PROBLEM TO SOLVE
Once the pictures are set aside, transcribe each line of the data exactly.

[Referring expression data]

·····

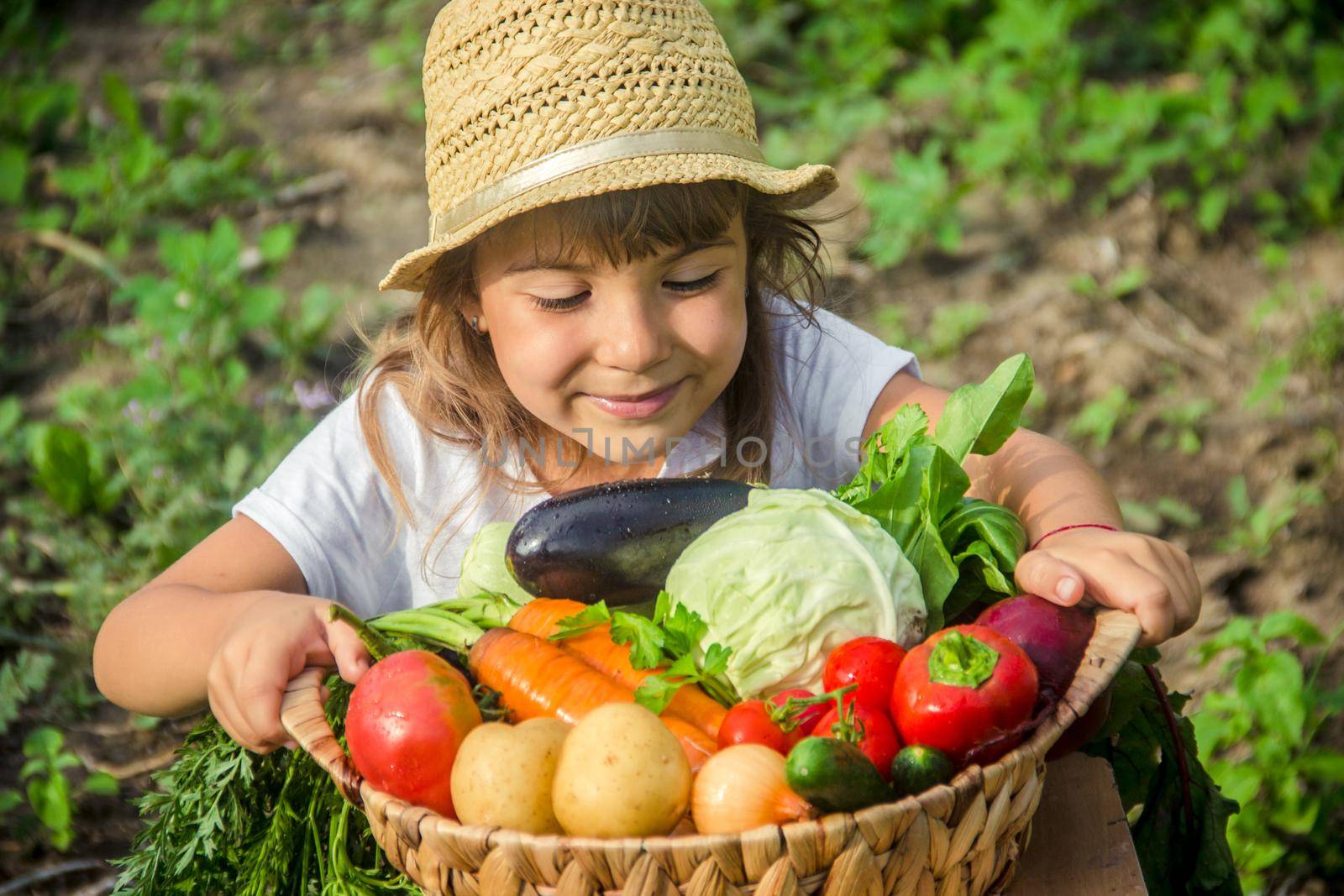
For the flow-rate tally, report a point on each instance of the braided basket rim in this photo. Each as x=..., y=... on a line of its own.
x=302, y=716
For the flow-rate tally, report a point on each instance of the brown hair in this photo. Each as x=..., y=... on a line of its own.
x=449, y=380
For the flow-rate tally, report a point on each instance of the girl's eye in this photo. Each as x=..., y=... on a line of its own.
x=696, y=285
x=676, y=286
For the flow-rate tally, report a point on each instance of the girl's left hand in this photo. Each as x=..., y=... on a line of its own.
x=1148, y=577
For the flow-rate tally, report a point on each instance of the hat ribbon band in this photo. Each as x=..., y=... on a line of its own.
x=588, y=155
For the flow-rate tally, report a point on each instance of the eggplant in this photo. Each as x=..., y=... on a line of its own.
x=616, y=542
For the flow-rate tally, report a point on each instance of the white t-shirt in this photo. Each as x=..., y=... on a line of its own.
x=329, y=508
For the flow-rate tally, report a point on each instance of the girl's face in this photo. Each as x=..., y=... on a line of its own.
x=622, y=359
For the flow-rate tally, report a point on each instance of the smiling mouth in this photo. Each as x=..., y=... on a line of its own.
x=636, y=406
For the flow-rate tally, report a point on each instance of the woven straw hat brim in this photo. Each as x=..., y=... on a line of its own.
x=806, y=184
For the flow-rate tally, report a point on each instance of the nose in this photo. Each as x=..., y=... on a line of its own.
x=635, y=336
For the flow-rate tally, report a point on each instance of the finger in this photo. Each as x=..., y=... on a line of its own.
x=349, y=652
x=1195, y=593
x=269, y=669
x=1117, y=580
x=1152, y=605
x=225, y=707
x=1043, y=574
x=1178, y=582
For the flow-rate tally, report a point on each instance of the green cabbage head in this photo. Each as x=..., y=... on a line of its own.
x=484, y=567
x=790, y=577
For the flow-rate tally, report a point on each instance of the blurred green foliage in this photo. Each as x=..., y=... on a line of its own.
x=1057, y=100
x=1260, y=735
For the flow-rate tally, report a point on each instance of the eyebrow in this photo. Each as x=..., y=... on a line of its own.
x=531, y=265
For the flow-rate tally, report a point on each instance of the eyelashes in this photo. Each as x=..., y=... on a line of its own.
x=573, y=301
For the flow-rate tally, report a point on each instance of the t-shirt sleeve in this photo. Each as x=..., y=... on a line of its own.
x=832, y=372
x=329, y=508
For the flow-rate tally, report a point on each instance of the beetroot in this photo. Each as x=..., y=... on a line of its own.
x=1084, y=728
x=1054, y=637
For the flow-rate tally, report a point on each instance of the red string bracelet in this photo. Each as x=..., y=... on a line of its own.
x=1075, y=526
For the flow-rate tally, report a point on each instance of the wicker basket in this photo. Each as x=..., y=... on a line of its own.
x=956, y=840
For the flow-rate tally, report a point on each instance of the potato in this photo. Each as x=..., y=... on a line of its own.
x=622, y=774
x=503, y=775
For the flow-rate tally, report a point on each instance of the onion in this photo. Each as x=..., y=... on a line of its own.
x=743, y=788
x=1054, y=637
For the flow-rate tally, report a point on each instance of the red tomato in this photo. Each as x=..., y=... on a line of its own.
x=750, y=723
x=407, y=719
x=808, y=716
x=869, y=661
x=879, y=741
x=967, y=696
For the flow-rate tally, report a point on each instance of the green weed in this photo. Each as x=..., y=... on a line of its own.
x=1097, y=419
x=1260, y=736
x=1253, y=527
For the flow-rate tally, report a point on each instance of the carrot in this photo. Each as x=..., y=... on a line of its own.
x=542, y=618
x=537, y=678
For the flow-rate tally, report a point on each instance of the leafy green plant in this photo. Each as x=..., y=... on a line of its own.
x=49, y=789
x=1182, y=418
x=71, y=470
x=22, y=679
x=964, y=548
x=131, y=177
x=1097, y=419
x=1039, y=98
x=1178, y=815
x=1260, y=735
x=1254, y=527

·····

REPLY
For the flow-rate tally, report a point on each instance of the braided basket rim in this photo. Each as x=..., y=... on a line of its own.
x=302, y=716
For the flow-rate tally, report a point on each instance of the brown hair in this photo. Each as x=..., y=... on a line of its own.
x=449, y=380
For the flow-rate tally, report a point on each instance of the girl's eye in this photo. Each as x=..., y=... on a line of its own.
x=696, y=285
x=676, y=286
For the flow-rate tally, report a point on each instance of the girl's left hand in this photo. Each as x=..., y=... on a line of its own.
x=1148, y=577
For the flow-rate tally, report a point on each instance of the hat ribbon band in this photo. Each as x=..., y=... on a line of its own.
x=588, y=155
For the flow-rate tally, report a point on each instance of the eggplant in this photo. Each as x=..., y=... on a line of its own.
x=616, y=542
For the flow-rate tally, report a point on each instance of the white t-shirt in this photo. Each as x=..., y=... on a line of its own.
x=329, y=508
For the flow-rate tally, report a point on each instance of the girl's face in this photo. Each as x=..., y=... on a line of its own.
x=622, y=359
For the flow-rate tally, report a point on each instance of the smiling mouth in this photo. Each as x=..., y=... on a line of its own.
x=636, y=406
For the flow-rate tally, report a point on each instance of the woven straw hat brim in this photo. Each as x=..., y=... on a line of its own.
x=806, y=184
For the flow-rate tally, report a point on each instance of the nose in this photo. Each as x=..., y=... on a line of its own.
x=635, y=336
For the flow-rate tally, report a point on each instance of the finger in this photo. Each as x=..., y=... on a line of its own.
x=349, y=652
x=1195, y=593
x=269, y=669
x=1117, y=580
x=1152, y=605
x=225, y=707
x=1043, y=574
x=1178, y=582
For the flow-rate tally, report a point on each instance of the green cabbage head in this photo. Each as x=..., y=... on a line of its own.
x=484, y=567
x=790, y=577
For the flow-rate tally, report a point on each instance of the blurred green foliage in this photo. Each as x=..., y=... on a line of its own.
x=1057, y=100
x=1260, y=735
For the flow-rate tally, report a point on each instance of the eyebrow in this photo. Each as x=..., y=... on a line of its own.
x=531, y=265
For the flow-rate tally, report a point on each instance of the eyelashes in this photo. Each as x=..., y=... on a line of its own.
x=573, y=301
For the flow-rate tally, report a point on each instance of the t-shirt sleeve in this photo. Each as x=..., y=... on a line of its own.
x=832, y=372
x=329, y=508
For the flow-rate tally, report a point on each instance of the beetroot in this photo. Each as x=..., y=... on a line of its own.
x=1084, y=728
x=1054, y=637
For the flow-rate tally, report a point on each instance of the red string bracelet in this photo. Each as x=..., y=... on a line of its own.
x=1075, y=526
For the flow-rate tally, report a point on each instance of the wicker basket in this photo. Each as x=..., y=... on a line of its own.
x=956, y=840
For the flow-rate tally, report a point on each instance of the potato in this photo. Each as x=..., y=... on a line of its own.
x=622, y=774
x=503, y=775
For the flow-rate tally, report a point on each instance of the onion in this photo. Each as x=..., y=... on a line of its own.
x=743, y=788
x=1054, y=637
For the flow-rate tally, report a point on each instance of the red tomato in this photo. Each as x=..., y=... on a line of its own.
x=750, y=723
x=407, y=719
x=808, y=716
x=869, y=661
x=879, y=741
x=967, y=696
For the flow-rate tally, report a point on each instance of the green weed in this photo. Each as x=..., y=... on a line of its own.
x=1097, y=419
x=1260, y=736
x=1253, y=527
For the flow-rate tally, report a point on each instance of the carrot in this photo. Each as x=..., y=... on a line of its own.
x=542, y=618
x=537, y=678
For the flow-rate tally, report a point on each instance of the leafy green plant in this photo. Each as x=..., y=... on a line of its own.
x=49, y=789
x=1182, y=418
x=71, y=470
x=22, y=679
x=964, y=548
x=131, y=177
x=1097, y=419
x=1039, y=98
x=1178, y=815
x=1260, y=735
x=1254, y=527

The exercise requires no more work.